• Problem details: Retype the rows below verbatim, starting with the line that contains "rolled-up shirt sleeve" and continuing through the line that contains "162,68 -> 217,155", with both of those lines included.

• Supplied records:
────────────────────
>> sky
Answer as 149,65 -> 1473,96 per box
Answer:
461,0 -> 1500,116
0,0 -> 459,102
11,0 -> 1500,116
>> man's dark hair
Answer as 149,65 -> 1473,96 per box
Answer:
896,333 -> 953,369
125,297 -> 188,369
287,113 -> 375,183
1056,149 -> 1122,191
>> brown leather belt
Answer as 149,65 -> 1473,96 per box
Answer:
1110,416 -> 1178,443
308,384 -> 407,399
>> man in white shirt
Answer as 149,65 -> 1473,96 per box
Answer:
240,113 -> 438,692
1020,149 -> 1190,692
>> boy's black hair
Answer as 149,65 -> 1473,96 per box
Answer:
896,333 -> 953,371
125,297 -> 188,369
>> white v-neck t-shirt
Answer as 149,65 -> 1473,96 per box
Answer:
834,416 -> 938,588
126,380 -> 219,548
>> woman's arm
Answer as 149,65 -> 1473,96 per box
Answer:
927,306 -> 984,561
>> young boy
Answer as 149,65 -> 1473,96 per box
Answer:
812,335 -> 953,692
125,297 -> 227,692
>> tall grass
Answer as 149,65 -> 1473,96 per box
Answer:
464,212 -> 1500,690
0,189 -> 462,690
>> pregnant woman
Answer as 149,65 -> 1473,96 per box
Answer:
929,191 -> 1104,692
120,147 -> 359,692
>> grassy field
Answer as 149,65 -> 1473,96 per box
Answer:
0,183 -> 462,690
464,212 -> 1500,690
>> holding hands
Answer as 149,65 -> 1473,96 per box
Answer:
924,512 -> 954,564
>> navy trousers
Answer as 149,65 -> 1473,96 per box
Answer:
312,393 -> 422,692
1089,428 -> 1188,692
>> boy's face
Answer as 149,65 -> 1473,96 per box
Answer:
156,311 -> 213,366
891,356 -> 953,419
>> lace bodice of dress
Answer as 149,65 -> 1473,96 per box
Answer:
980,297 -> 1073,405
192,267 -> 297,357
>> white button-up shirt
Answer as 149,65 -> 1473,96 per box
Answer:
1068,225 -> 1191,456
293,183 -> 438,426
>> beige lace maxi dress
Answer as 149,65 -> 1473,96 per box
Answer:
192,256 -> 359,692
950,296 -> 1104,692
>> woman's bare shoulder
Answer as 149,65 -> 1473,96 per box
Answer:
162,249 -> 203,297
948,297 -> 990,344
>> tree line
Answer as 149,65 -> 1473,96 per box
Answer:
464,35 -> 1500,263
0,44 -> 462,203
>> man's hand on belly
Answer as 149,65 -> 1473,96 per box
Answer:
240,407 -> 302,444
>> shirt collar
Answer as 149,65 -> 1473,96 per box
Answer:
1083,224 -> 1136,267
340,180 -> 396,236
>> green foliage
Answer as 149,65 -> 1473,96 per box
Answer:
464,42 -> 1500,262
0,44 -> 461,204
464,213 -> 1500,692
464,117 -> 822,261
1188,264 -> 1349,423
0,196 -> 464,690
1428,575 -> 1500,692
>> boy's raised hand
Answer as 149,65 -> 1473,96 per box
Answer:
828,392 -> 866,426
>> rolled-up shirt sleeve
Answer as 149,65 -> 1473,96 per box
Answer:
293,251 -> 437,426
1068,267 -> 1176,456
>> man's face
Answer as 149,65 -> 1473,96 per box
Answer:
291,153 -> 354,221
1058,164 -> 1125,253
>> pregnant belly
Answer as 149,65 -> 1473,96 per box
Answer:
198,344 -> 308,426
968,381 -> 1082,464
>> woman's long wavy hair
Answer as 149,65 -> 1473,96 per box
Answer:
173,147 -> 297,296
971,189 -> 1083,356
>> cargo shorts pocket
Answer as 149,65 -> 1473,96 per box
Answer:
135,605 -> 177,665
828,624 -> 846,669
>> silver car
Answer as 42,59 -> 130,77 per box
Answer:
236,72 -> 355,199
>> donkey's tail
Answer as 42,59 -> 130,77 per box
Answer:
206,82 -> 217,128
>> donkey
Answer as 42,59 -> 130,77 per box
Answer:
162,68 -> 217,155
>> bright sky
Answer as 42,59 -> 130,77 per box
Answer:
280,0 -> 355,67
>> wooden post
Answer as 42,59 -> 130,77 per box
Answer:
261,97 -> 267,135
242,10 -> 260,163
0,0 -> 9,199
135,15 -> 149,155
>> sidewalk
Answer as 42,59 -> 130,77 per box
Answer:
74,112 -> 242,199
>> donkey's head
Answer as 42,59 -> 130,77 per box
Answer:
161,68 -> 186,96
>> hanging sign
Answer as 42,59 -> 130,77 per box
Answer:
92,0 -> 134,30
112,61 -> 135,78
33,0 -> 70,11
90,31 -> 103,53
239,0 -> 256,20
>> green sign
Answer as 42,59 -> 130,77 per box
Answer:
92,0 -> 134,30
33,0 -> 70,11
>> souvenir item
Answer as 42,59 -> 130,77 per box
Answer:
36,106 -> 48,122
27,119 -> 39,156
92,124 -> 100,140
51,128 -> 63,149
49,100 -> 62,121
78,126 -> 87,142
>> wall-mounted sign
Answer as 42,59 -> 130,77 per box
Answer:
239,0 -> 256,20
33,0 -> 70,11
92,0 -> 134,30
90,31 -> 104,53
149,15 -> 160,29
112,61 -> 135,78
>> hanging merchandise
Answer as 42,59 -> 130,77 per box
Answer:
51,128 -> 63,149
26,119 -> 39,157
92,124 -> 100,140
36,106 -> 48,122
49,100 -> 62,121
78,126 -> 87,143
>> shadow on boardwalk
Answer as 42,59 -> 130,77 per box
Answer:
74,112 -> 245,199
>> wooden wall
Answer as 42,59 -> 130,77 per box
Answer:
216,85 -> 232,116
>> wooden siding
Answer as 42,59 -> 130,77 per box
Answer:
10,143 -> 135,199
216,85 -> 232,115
────────────────────
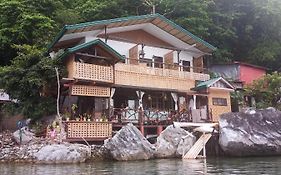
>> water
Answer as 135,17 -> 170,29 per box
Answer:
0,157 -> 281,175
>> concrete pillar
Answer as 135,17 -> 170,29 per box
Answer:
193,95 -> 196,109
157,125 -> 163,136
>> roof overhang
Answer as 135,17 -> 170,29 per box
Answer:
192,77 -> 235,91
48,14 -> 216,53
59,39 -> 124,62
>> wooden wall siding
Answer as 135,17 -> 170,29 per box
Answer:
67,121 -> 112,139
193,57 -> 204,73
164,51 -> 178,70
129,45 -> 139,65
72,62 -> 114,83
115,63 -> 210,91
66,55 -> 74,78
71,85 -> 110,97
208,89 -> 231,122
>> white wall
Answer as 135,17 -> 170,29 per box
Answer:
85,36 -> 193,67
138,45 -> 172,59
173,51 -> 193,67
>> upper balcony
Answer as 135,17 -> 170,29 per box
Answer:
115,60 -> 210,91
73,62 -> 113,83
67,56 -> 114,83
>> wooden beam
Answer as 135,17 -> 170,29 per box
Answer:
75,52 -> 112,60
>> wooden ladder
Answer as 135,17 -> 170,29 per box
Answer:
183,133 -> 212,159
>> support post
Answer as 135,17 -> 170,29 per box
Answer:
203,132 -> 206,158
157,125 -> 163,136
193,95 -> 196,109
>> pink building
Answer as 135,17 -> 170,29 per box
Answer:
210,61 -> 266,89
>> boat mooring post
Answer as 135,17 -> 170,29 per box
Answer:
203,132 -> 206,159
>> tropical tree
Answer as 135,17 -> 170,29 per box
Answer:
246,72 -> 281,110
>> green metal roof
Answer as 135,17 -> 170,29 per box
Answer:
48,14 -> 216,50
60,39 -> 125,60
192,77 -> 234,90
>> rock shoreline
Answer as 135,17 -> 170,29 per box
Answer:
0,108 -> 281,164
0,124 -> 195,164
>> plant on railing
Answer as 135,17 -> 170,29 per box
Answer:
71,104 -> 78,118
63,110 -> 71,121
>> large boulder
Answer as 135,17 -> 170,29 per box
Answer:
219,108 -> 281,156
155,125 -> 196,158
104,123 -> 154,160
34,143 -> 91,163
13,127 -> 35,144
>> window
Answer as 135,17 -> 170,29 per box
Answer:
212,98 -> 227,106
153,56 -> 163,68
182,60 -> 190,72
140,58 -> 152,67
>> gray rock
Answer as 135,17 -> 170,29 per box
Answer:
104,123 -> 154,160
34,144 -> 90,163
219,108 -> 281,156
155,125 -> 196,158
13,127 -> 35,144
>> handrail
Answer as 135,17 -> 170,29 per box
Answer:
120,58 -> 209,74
────────────────────
• Answer in full:
>> rolled-up shirt sleeve
Answer as 149,65 -> 1473,96 per box
Answer:
293,251 -> 437,426
1068,267 -> 1176,456
>> man's face
Answer as 149,65 -> 1473,96 per box
Answer:
291,153 -> 354,221
1058,164 -> 1125,253
>> pregnant belly
Answer as 149,65 -> 1473,96 per box
Answer:
198,344 -> 308,426
968,381 -> 1082,464
>> woman's long wavy hair
Answer as 149,65 -> 1473,96 per box
Answer:
173,147 -> 297,296
971,189 -> 1083,356
>> cargo shorts pocket
Answer as 149,65 -> 1473,96 per box
Answer:
135,605 -> 177,665
828,624 -> 846,669
>> silver car
Answer as 42,59 -> 130,77 per box
Answer:
236,72 -> 355,199
>> donkey's tail
Answer as 42,59 -> 130,77 per box
Answer:
206,82 -> 217,128
>> donkey
Answer as 42,59 -> 130,77 per box
Answer:
162,68 -> 217,155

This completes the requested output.